Items listed in a dataset
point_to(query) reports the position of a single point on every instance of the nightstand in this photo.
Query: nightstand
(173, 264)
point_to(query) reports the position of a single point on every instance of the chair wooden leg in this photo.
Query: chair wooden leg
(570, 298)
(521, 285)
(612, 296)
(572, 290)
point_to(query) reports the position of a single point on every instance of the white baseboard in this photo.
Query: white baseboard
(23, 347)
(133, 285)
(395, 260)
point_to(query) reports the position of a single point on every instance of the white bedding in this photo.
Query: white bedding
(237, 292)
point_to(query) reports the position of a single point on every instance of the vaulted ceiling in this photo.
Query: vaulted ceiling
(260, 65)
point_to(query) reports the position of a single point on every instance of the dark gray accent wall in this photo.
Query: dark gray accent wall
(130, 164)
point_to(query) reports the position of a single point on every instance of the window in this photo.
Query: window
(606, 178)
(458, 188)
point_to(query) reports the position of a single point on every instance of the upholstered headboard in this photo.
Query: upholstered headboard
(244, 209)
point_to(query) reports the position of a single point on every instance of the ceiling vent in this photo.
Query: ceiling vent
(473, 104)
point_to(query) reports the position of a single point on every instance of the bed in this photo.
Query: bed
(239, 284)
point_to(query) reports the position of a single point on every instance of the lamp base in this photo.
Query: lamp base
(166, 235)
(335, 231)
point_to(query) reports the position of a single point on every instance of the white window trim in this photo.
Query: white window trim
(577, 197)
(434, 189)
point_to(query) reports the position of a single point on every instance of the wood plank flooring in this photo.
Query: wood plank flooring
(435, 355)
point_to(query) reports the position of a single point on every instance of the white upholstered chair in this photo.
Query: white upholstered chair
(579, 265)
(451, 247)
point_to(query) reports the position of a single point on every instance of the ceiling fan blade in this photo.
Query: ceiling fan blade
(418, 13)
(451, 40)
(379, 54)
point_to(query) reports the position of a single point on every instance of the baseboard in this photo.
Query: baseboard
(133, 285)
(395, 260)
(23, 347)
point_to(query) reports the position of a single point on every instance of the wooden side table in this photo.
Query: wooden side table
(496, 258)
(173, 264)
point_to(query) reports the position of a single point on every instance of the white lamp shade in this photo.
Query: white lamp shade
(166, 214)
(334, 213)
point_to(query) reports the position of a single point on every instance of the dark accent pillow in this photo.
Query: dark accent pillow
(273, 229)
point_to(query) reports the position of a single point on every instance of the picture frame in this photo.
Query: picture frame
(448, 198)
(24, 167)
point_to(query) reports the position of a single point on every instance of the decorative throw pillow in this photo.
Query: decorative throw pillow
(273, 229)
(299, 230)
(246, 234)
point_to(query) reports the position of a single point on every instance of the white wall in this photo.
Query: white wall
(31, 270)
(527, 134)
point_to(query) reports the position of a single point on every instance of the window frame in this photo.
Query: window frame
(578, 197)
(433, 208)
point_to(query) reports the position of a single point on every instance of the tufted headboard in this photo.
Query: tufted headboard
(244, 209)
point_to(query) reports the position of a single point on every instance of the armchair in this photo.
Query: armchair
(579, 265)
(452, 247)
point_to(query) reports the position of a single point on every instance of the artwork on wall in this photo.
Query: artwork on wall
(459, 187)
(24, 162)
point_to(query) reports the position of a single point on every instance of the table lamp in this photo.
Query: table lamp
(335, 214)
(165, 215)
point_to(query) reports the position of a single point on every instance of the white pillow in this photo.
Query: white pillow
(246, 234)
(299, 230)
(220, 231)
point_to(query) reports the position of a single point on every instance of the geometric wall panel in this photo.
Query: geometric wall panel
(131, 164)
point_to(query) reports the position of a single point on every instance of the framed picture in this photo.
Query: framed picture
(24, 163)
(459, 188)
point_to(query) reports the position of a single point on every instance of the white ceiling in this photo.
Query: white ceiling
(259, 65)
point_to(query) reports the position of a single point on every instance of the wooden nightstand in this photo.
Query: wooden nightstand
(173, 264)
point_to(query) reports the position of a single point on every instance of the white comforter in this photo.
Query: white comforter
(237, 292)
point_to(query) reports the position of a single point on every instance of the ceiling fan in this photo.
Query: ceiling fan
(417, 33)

**TO BE DONE**:
Write out every line from the one containing "comforter in this photo." through the end of the rows. Shift each answer coordinate by adding 61 to it.

**FINISHED TASK**:
point_to(query) reports the position of a single point on every instance of the white comforter in this photo.
Query: white comforter
(298, 353)
point_to(query) reports the position of a single point on every instance of the ceiling fan in this photo.
Query: ceiling fan
(478, 94)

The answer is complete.